- **Activity**
Carry on the news item about Carmel's wastewater treatment from where it stops, picking up after its last sentence.

Date: March 7, 2008
Carmel, IN - Carmel was recently notified that its Wastewater Treatment process will be added to the “Best Practices” database for the National League of Cities (NLC). This database provides the 18,000 members of the NLC with information on a wide range of issues.
Carmel had previously submitted an entry called “A High Tech Approach to Wastewater Treatment” to the NLC’s Award of Municipal Excellence competition. The NLC selected Carmel’s process to highlight in the database from that entry.
Carmel installed the first municipal BioPasteur system in the U. S. to process solid biological waste (sludge) from municipal wastewater. With that process, it produces Class A biosolids which can be blended with soil and other materials to produce a form of topsoil. The BioPasteur system began operating at Carmel’s Wastewater Treatment Facility at 96th Street and Hazel Dell Parkway in October 2005.
Before installing this system, Carmel had to transport its biosolids up to 40 miles away to find acceptable land application sites. Utility Department personnel began exploring options to upgrade the sludge handling process, enhance environmental protection, reduce costs to Carmel for waste treatment and convert a liability into an asset.

- **Input data**
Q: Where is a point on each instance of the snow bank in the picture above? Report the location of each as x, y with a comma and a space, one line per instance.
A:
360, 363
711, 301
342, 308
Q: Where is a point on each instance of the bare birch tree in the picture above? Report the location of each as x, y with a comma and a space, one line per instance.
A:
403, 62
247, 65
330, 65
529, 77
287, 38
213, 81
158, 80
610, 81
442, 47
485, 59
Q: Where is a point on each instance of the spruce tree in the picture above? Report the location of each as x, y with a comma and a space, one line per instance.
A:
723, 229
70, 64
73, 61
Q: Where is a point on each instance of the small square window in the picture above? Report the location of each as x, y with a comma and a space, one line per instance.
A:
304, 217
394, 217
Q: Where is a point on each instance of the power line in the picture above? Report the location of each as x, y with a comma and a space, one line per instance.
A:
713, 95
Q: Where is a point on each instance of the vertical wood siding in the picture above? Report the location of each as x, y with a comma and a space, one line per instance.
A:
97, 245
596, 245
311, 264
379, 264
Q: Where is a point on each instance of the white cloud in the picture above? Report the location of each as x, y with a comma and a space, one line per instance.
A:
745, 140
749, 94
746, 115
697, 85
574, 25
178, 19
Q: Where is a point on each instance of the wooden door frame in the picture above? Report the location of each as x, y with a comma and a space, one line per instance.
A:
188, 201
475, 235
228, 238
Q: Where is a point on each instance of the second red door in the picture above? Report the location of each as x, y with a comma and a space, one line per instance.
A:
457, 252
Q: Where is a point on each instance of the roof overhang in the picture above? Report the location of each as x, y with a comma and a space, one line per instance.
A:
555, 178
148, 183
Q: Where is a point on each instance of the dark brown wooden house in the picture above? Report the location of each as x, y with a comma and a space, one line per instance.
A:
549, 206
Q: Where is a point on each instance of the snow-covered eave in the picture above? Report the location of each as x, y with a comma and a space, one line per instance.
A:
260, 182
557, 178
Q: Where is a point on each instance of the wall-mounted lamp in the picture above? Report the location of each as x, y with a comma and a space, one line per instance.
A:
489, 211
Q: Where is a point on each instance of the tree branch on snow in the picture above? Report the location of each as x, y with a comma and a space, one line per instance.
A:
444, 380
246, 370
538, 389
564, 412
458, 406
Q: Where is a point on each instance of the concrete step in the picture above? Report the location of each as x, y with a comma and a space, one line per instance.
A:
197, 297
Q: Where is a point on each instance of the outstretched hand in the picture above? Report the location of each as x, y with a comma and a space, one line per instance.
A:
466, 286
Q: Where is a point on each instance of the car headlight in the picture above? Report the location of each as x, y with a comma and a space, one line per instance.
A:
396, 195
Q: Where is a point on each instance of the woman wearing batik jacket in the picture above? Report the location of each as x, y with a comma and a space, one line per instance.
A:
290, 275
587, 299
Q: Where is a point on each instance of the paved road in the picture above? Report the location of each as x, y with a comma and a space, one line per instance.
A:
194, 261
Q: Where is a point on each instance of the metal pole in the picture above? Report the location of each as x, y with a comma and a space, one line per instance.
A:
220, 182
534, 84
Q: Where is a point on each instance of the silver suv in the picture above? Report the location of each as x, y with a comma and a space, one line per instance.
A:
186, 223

- **Result of this exercise**
Here’s how it’s different from traditional processing:
- Sludge is stored prior to the BioPasteur process. From the mixing tank the sludge is ground and pumped through a series of heat exchangers.
- The BioPasteur process heats the sludge to a temperature of 160 degrees F or higher. The sludge is held at the elevated temperature for 30 - 60 minutes. The pasteurization process is followed by anaerobic digestion then dewatered to meet all requirements to produce Class A biosolids.
- No impact on other portions of the treatment plant; no operating changes were necessary.
- Carmel is using existing wastewater treatment facilities that are already paid for.
- The process produces few odors -- a substantial consideration since the plant is near high quality residential developments and a new parkway.
- The methane gas produced from anaerobic digestion is utilized within the process to conserve energy, making it a “Green Energy Project.”
- The potential to generate revenue because there is a market for Class A Biosolids
Carmel continues to grow which will increase the volume of waste to treat. Class A biosolids are expected to save the city approximately $200,000 per year in fuel cost savings, employee labor, equipment maintenance and permitting. Carmel has plans to market the biosolids and generate revenue from this new asset.